Stored data
■ ■ ■ ■ ■
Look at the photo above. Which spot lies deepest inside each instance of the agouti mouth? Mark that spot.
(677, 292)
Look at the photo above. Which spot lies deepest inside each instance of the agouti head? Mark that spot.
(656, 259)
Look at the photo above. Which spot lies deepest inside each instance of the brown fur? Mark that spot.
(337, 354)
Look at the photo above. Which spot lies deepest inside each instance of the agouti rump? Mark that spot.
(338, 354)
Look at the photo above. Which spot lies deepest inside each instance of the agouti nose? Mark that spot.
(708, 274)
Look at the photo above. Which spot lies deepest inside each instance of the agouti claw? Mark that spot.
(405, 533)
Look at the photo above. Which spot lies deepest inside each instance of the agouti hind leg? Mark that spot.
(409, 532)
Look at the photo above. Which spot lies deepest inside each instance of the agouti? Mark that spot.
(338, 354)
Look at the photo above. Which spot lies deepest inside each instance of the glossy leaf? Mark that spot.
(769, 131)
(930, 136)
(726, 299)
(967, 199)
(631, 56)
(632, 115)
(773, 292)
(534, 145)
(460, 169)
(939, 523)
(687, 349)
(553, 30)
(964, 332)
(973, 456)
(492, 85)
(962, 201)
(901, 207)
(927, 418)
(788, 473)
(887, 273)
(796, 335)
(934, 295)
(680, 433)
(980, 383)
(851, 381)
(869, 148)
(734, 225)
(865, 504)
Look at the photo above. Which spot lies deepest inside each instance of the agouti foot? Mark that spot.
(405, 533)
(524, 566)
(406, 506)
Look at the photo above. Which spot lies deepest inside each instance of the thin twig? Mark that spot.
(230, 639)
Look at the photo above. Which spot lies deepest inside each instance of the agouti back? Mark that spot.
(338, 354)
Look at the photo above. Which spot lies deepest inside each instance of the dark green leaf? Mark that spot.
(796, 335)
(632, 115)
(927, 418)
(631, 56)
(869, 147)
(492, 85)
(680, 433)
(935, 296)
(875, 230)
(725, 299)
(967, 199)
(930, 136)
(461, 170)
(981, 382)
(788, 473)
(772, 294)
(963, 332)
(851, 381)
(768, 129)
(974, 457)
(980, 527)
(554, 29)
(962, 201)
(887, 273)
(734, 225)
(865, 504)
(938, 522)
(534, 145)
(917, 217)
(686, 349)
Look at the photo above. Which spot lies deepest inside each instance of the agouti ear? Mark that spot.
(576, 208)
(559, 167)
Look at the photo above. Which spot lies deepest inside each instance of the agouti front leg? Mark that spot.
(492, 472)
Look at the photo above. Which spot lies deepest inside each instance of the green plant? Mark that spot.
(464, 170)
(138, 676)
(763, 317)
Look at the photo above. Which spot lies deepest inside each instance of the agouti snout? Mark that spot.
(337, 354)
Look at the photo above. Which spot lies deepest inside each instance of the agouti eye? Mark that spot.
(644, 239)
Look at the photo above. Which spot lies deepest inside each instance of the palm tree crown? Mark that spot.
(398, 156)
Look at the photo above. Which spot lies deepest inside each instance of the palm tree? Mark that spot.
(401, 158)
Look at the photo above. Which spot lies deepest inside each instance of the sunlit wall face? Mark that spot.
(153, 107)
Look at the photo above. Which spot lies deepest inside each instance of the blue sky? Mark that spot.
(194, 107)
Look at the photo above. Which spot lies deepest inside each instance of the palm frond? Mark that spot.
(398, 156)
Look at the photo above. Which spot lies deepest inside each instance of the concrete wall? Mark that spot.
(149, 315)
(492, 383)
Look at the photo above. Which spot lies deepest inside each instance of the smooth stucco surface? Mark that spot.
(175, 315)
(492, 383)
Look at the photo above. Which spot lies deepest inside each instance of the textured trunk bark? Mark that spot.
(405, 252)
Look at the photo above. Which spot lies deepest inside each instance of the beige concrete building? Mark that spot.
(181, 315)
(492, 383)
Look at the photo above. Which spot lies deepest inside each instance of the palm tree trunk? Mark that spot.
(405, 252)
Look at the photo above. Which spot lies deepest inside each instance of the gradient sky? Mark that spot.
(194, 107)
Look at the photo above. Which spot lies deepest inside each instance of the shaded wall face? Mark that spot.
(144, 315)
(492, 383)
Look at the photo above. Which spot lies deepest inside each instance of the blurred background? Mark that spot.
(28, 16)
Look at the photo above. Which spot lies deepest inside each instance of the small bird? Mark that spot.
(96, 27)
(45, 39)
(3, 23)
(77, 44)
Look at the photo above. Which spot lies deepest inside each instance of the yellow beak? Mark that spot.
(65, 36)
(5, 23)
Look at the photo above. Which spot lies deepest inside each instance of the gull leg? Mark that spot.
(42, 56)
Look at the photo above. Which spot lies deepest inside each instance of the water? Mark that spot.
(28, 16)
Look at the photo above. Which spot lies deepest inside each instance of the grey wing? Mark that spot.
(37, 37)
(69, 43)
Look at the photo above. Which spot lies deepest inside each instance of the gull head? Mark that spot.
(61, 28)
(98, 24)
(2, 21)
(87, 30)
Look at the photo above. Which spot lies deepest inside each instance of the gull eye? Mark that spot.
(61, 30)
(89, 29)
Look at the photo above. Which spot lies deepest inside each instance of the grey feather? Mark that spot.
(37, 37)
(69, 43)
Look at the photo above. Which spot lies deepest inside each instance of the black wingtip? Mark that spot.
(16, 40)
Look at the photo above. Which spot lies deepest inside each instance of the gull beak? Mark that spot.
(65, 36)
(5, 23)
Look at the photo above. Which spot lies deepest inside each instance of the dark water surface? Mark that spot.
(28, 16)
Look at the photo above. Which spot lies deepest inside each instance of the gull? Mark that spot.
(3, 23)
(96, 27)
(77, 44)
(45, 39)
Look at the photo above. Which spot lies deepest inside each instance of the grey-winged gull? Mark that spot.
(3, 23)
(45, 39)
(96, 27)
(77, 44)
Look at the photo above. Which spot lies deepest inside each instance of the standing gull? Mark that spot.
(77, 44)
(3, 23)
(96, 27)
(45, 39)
■ ■ ■ ■ ■
Task instructions
Return exactly, and only, the line containing "wingtip? Mark that spot." and every line after it through the end of the material.

Task solution
Look at the photo above. Which spot lies deepest inside each instance of the black wingtip? Mark that spot.
(16, 40)
Look at the photo above. Which spot lies deepest inside each instance of the gull beak? Mark that spot.
(65, 36)
(5, 23)
Look at the photo above. Which spot lies deepest inside each instance of the dark water surface? Mark that spot.
(28, 16)
Look at the photo above. Which spot lies deepest inside each instance of the gull? Mark that spot.
(3, 23)
(96, 27)
(77, 44)
(45, 39)
Look at the photo above. Which spot lies deepest inside each instance of the grey-winged gull? Mark that spot.
(3, 23)
(45, 39)
(96, 27)
(77, 44)
Look at the photo above. Which spot lies deepest inside each instance of the standing gull? Mark that spot.
(77, 44)
(3, 23)
(96, 27)
(45, 39)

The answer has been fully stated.